Lost Coin: http://upload.wikimedia.org/wikipedia/commons/e/ee/Parable_of_the_Lost_Coin.jpg

Sermon for Year C, Pentecost Proper 19
By The Rev. Torey Lightcap
September 15, 2013
St. Thomas Episcopal Church
“Found”

What sort of wandering numbskull goes after one lost sheep --
 In the process risking abandonment of the other ninety-nine --
 And then has a party for that one little sheep after he’s found it?
What kind of nearsighted nincompoop spends an entire night
 Hunting through every nook and cranny of her house
 For one silly little coin when she already had nine other perfectly good coins, ...
 And then, when she finds it, gets so excited
   That she invites her friends and neighbors over for a big party
   That cost her many coins to throw?

The numbers don’t add up; the proportions are all wrong; it’s great claims for small finds!
Economists and pragmatic people everywhere are spitting nails.
Can’t live like this for long or you’ll go broke!

What do you think?
Who behaves like this?
Who in their right mind suspends all common sense
 And lets the millions go astray
 While running to find the one?
Who wastes all their energy just to find one tiny coin?

We know the answer, though, don’t we? It is the God of All Grace --
 The One who Finds and Retrieves and Restores the Beloved Community to wholeness
 By bringing in every lost little dreg.
The one who defies perfect logic with big, crazy love.
The one who tips everything over and sets the world on its ear.

Jesus, the Good Shepherd, is the one who spreads the feast in the Gospels,
 And when all have eaten their fill, he is the one who directs his disciples
 To “gather up the fragments left over, that nothing may be lost.”
Bring it all in, he says. Improbably, and against all good sense and rules of taste and decorum.
Bring it all in, gather up the fragments, that nothing may be lost.

Ever feel like a lost sheep, quaking in fear in the open as a storm gathered out on the horizon?
Or a lost coin of no value, inadvertently shuffled into a dusty corner?
Or a forgotten little fragment of bread nobody would have thought to gather up,
 Even to throw out into the garbage?
Ever feel disconnected, isolated, lonely, cut off from everything else,
 No communication, no plan, just hunkered down and passed over?
Ever been way out on the edge by yourself?
It is the human condition and predicament that we roam out there on our own and get lost!

If people were sheep, or coins, or bread crumbs, and they could talk,
 What do you imagine they might say?
“Look, I found my way out here, and I’ll find a way back myself;
   Don’t worry about me; just leave me alone.”
“Hey, I meant to get lost.” (Sure you did.)
“I like it out here. Nice and open.”
 (I’ll bet you do. Gettin’ cold, though. Let’s go on back together, okay?)
“I don’t need the other sheep or the other coins or the other bread; I’m doing fine.”
It is the myth of the autonomous, rational-minded, single-acting individual:
 The coin, the bread, the sheep who says, I think, therefore I am;
   My existence is tied to no one and no thing but me.

● **TASK INSTRUCTIONS**
1. Repeat the stretch of the sermon from "The numbers don’t" through "one tiny coin?", word for word.
2. In one to three sentences, explain why the sermon says economists and pragmatic people everywhere are spitting nails.
The lines after the sermon play no part in any of this.

● **MATERIAL**
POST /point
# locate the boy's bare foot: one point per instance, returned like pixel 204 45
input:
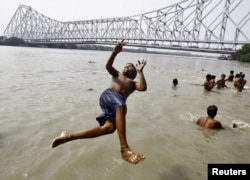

● **FINAL RESULTS**
1.
The numbers don’t add up; the proportions are all wrong; it’s great claims for small finds!
Economists and pragmatic people everywhere are spitting nails.
Can’t live like this for long or you’ll go broke!

What do you think?
Who behaves like this?
Who in their right mind suspends all common sense
 And lets the millions go astray
 While running to find the one?
Who wastes all their energy just to find one tiny coin?

2. In the stories of the lost sheep and the lost coin, the numbers don't add up and the proportions are all wrong. They make great claims for small finds, such as a woman who throws a party costing many coins to celebrate finding one. The sermon adds that no one can live like this for long without going broke.